USING THE INFORMATION:
1. Answer these questions about the article on seeing a therapist:
(a) In what year was the film quoted in the article released?
(b) At Walkabout Creek, whom does Dundee say a person with a problem tells?
(c) According to the article, why may friends not be so truthful?
2. Reproduce the article on seeing a therapist, everything from "In his 1986" down to "got any mates?", renaming "mates" to "friends" wherever it occurs.
3. List every person or character the article on seeing a therapist mentions by name.

━━━━━ EXTRACT ━━━━━

I have friends, do I really need to see a therapist?
In his 1986 epic film, “Crocodile” Dundee, said it best:
Sue Charlton: People go to a psychiatrist to talk about their problems. She just needed to unload them. You know, bring them out in the open.
“Crocodile” Dundee: Hasn’t she got any mates?
Sue Charlton: You’re right. I guess we could all use more mates. I suppose you don’t have any shrinks at Walkabout Creek.
“Crocodile” Dundee: No back there if you got a problem you tell Wally. And he tells everyone in town, brings it out in the open, no more problem.
It’s true, friends are wonderful, and we are better off when we have good mates. Friends know your history, you are comfortable with them, and you share mutual love and concern for each other. Friends don’t expect to get paid either, and you can meet socially. Yet, there certain things a therapist can do that your friends can’t.
A Therapist is completely private. You won’t have to be concerned your story will travel places you don’t want it to go.
A Therapist is trained to see patterns in your thinking. We all have patterns that don’t work very well. A Therapist can help you enhance the good patterns and identify the unhealthy patterns and help you move toward change. Maybe you have a difficult time getting along with people at work, or difficulty making and keeping friends, or feelings of loneliness. A therapist is trained to help people with all kinds of relationships by giving honest and grace-filled feedback, in a judgment-free zone. She’s also trained to work at your pace, using techniques that will help you feel less anxious and depressed, so when something is difficult, she can slow things down and move at your pace. Friends may not be so truthful, because they don’t want to hurt your feelings.
Sometimes we just need advice. While a friend can share their idea of what’s best for you, or tell you what to do, a Therapist can help you figure things out for yourself. A therapist can help you look deep inside to help you find lasting solutions and discover and mark a pathway you can find again when you need it. By encouraging self-reflection, you are empowered to find solutions on your own and live a more rewarding life.

━━━━━ STORED DATA ━━━━━

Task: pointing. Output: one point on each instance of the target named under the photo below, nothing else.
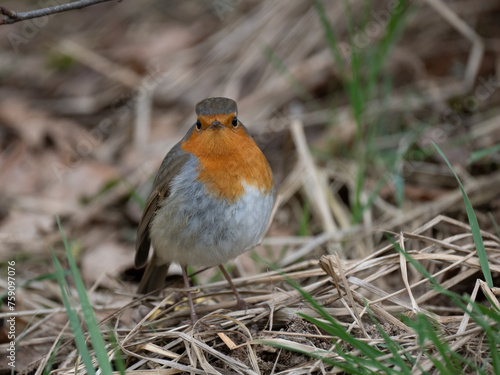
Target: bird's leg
(240, 302)
(194, 317)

━━━━━

SOLUTIONS TO THE EXERCISE:
1.
(a) 1986
(b) Wally
(c) Because they don't want to hurt your feelings.

2.
In his 1986 epic film, “Crocodile” Dundee, said it best:
Sue Charlton: People go to a psychiatrist to talk about their problems. She just needed to unload them. You know, bring them out in the open.
“Crocodile” Dundee: Hasn’t she got any friends?

3. Sue Charlton, "Crocodile" Dundee, Wally